◆ **KUTIPAN TERPILIH**:
————
AS - Zionis Israel:
Dengan Trump, Secuil Jarak antara AS dan Israel akan Sirna
17 Nov 2024 10:04
Islam Times - Selama lebih dari setahun, Amerika Serikat dengan teguh mendukung Israel dalam perang Gaza sambil diam-diam menyarankan untuk menahan diri. Dengan kembalinya Donald Trump, nuansa itu akan sirna, meskipun keinginannya untuk membuat kesepakatan membuatnya kurang dapat diprediksi.
Dilansir dari Naharnet, Trump tidak pernah berkomitmen untuk negara Palestina yang sepenuhnya berdaulat dan merdeka. Dia memimpin Partai Republik yang sangat pro-Israel sehingga beberapa kantor lokal membagikan bendera Israel di samping papan nama Trump -- jauh berbeda dari Presiden Joe Biden, yang dukungannya terhadap Israel menghadapi kritik keras dari sayap kiri Partai Demokratnya.
Dan sementara dua duta besar Biden untuk Israel adalah orang Amerika Yahudi yang kadang-kadang menyenggol Perdana Menteri Benjamin Netanyahu, pilihan Trump adalah pendeta Kristen evangelis Mike Huckabee, mantan gubernur yang melihat alasan alkitabiah untuk membela Israel.
Calon Trump lainnya termasuk Senator Marco Rubio -- seorang yang agresif terhadap Iran -- sebagai menteri luar negeri, dan Perwakilan Elise Stefanik, yang membuat heboh dengan mengecam penanganan universitas terhadap protes pro-Palestina, sebagai duta besar AS untuk Perserikatan Bangsa-Bangsa.
"Mereka, seperti, lebih pro-Israel daripada kebanyakan orang Israel," kata Asher Fredman, direktur Misgav Institute for National Security and Zionist Strategy, sebuah lembaga pemikir Israel.
Ia berharap Trump akan mengambil pendekatan "America First" yang bertujuan untuk menghentinkan pengurangan sumber daya militer AS dan memfokuskan kembali upayanya untuk melawan China -- yang berarti memberdayakan Israel untuk melawan musuh dan mendorong normalisasi hubungan dengan negara-negara Arab, terutama Arab Saudi.
"Benar-benar ada potensi perubahan paradigma yang luar biasa di sejumlah bidang, seperti memajukan kerja sama regional dan memberikan tekanan maksimum pada Iran," kata Fredman.
Akhir dari pendekatan Biden
Biden terbang ke Tel Aviv pada Oktober 2023, beberapa hari setelah Hamas melancarkan serangan paling mematikan terhadap Israel, merangkul Netanyahu dan menyatakan dirinya sebagai pendukung setia Israel.
Biden sejak itu berulang kali mengkritik Netanyahu atas banyaknya korban sipil dalam perang tanpa henti di Gaza dan gagal mencegah front Israel kedua di Lebanon.
————
◆ **TUGAS YANG DIBERIKAN A**: Dalam artikel tentang Trump dan Israel, siapa yang dipilih Trump sebagai duta besar AS untuk Israel?
◆ **TUGAS YANG DIBERIKAN B**: Lanjutkan artikel tentang Trump dan Israel, dimulai setelah kalimat terakhirnya.
Data di bawah ini tidak diperlukan.

◆ **DATA YANG DISEDIAKAN**:
————
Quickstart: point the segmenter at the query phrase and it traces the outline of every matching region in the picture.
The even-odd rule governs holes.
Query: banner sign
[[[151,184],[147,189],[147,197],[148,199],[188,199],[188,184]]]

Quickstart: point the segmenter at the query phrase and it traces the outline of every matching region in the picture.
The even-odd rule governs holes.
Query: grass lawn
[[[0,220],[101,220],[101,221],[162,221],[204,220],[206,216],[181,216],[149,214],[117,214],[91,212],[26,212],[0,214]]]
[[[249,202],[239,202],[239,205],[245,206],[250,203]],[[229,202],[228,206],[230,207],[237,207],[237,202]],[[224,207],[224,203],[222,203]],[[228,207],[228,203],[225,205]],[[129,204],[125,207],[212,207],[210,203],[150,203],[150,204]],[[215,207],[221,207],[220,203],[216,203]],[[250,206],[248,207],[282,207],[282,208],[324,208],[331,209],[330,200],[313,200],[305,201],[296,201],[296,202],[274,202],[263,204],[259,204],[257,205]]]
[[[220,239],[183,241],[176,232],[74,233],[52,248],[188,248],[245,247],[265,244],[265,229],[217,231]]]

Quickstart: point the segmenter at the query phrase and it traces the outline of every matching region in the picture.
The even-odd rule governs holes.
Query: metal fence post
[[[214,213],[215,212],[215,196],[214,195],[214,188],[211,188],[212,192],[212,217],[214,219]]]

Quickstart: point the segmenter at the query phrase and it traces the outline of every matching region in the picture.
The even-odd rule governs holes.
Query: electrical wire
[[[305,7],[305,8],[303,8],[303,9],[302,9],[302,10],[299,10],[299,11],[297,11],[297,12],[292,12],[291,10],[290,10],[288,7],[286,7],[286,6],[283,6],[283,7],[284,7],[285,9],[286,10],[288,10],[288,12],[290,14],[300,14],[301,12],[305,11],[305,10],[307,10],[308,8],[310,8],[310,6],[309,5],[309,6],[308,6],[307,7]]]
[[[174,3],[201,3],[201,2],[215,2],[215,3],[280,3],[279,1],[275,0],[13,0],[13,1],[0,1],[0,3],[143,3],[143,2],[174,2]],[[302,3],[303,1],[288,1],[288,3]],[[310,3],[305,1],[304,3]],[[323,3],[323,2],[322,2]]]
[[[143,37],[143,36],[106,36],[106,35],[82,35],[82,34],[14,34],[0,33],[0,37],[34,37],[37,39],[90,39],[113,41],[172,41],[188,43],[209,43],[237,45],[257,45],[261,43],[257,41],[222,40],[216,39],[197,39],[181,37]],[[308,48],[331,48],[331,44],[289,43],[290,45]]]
————
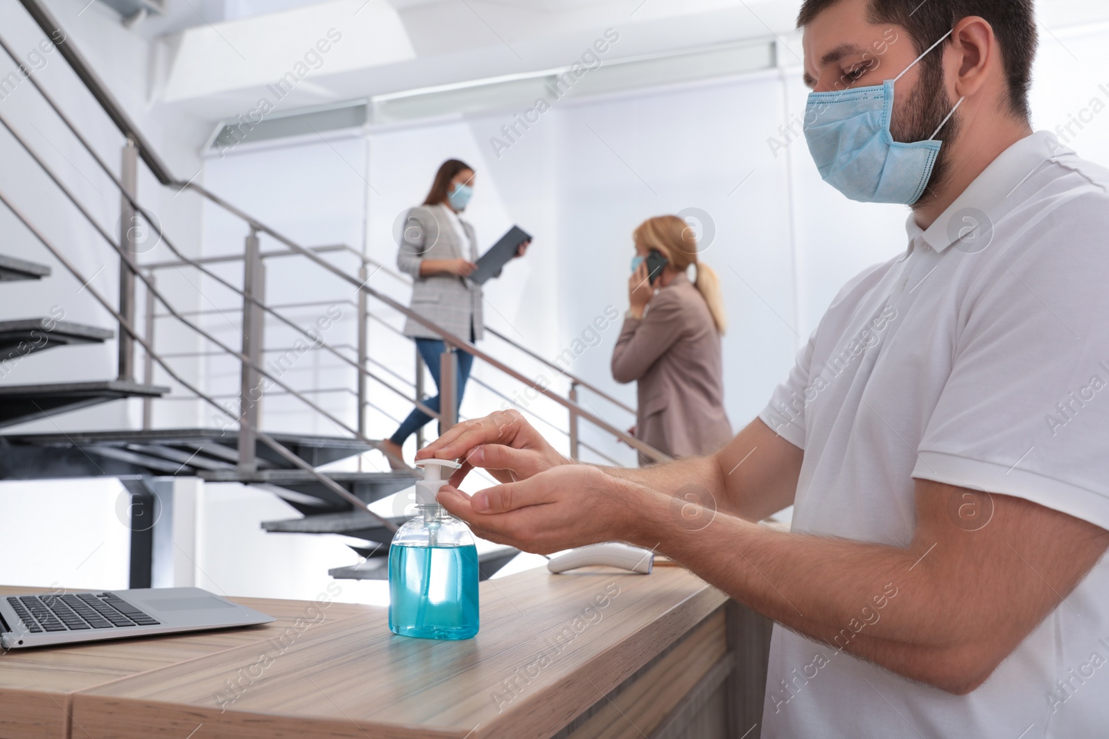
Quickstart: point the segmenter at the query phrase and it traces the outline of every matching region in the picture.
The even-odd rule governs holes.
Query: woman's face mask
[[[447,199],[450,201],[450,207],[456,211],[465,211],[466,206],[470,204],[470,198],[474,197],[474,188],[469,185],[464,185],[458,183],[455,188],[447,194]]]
————
◆ **JAWABAN A**: Mike Huckabee, seorang pendeta Kristen evangelis dan mantan gubernur.

◆ **JAWABAN B**:
Namun, Biden hanya sekali menggunakan pengaruh utama AS -- menahan sebagian dari miliaran dolar bantuan militer untuk Israel -- dengan para pejabat bersikeras bahwa pendekatan diam-diam mereka telah membuahkan hasil.
Menteri Luar Negeri Antony Blinken dan Menteri Pertahanan Lloyd Austin dalam surat pertengahan Oktober memberi Israel waktu sebulan untuk mengizinkan lebih banyak bantuan ke Gaza atau menghadapi pemotongan beberapa senjata AS.
Mereka akhirnya memutuskan untuk tidak mengambil tindakan, meskipun Israel tidak memenuhi metrik jumlah truk bantuan dan penilaian baru yang didukung PBB yang memperingatkan akan terjadinya kelaparan di Gaza.
Blinken mengatakan kepada wartawan pada hari Rabu bahwa surat tersebut berhasil menyuntikkan "rasa urgensi" kepada Israel, yang membahas 12 dari 15 area yang menjadi perhatian.
Allison McManus, direktur pelaksana untuk keamanan nasional dan kebijakan internasional di Center for American Progress yang condong ke kiri, mengatakan bahwa surat tersebut telah menawarkan peluang tetapi Biden menginginkan "dukungan yang hampir tanpa syarat" bagi Israel sebagai warisannya.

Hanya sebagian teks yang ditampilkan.